- [Objective]: Format every line of the records below as a numbered list, omitting the blank lines.

- [Data in this exercise]:
***
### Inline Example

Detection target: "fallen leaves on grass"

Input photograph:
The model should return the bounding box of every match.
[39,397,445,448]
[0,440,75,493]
***
- [Complete output]:
1. ### Inline Example
2. Detection target: "fallen leaves on grass"
3. Input photograph:
4. The model should return the bounding box of every match.
5. [39,397,445,448]
6. [0,440,75,493]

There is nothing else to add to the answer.